[Your assignment] Where does the word "below" show up in the records? Copy every line that holds it.

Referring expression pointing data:
____________
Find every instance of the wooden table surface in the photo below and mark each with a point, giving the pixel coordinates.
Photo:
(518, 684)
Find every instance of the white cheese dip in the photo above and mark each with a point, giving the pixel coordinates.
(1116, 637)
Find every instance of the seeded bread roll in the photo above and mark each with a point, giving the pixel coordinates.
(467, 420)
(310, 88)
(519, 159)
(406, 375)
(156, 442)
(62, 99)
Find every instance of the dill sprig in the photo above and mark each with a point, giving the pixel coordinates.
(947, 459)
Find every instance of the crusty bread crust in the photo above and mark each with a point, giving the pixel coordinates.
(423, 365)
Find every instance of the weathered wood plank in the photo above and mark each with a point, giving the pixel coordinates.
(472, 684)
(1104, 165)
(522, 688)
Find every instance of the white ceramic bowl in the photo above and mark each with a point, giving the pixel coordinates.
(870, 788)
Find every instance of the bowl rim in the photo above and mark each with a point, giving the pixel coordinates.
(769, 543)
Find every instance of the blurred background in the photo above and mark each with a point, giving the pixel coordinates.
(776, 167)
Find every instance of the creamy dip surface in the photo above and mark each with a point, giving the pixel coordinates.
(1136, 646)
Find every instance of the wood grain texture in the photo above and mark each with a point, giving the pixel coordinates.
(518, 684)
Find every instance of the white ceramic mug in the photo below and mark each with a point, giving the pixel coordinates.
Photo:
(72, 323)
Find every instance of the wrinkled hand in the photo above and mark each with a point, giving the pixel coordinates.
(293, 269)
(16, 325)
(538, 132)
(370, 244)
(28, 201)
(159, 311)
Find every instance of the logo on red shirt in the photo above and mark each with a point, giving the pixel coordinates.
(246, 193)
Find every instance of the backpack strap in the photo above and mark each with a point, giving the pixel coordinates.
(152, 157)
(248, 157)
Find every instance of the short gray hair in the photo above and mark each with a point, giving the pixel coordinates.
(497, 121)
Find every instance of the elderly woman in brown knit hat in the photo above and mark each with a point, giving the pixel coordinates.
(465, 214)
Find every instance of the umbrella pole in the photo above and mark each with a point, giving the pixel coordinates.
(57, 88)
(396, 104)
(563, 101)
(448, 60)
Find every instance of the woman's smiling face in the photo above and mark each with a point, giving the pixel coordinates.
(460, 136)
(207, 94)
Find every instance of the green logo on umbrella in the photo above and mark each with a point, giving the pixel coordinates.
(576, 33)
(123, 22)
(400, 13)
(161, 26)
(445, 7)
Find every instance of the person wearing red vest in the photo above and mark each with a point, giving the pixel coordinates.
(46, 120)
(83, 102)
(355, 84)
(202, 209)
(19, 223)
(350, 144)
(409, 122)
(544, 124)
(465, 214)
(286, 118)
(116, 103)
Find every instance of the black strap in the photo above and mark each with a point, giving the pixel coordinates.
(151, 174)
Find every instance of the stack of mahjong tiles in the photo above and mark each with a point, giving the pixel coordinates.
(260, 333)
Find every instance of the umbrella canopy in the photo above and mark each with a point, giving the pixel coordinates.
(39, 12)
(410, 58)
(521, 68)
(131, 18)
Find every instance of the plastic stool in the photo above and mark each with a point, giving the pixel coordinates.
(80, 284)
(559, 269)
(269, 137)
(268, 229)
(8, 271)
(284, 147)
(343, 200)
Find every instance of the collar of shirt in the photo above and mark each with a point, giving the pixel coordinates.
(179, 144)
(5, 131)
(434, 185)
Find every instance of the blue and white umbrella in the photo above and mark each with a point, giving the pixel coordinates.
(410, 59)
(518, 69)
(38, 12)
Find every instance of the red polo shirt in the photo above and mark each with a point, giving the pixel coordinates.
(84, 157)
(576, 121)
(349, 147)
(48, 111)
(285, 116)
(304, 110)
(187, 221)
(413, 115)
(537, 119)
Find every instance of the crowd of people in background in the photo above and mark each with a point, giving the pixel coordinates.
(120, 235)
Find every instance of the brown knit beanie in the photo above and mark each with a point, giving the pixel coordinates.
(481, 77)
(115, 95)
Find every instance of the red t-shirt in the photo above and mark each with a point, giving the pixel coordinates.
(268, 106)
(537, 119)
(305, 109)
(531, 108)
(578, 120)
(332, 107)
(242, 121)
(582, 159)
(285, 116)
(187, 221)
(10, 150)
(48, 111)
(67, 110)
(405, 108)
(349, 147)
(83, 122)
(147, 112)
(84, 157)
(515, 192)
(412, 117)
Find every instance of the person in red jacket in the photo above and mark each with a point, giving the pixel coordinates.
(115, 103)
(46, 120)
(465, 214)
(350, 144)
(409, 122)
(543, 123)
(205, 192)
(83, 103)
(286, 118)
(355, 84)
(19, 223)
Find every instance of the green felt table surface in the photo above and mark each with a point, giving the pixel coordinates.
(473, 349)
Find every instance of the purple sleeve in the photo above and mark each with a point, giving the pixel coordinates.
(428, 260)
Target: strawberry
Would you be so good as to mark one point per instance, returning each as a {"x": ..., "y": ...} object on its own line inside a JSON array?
____________
[Exercise result]
Find every instance of the wooden table surface in the photo below and mark each with a point, giving the pixel coordinates.
Find every instance of the white ceramic mug in the photo below and mark each with a point, giving the pixel coordinates.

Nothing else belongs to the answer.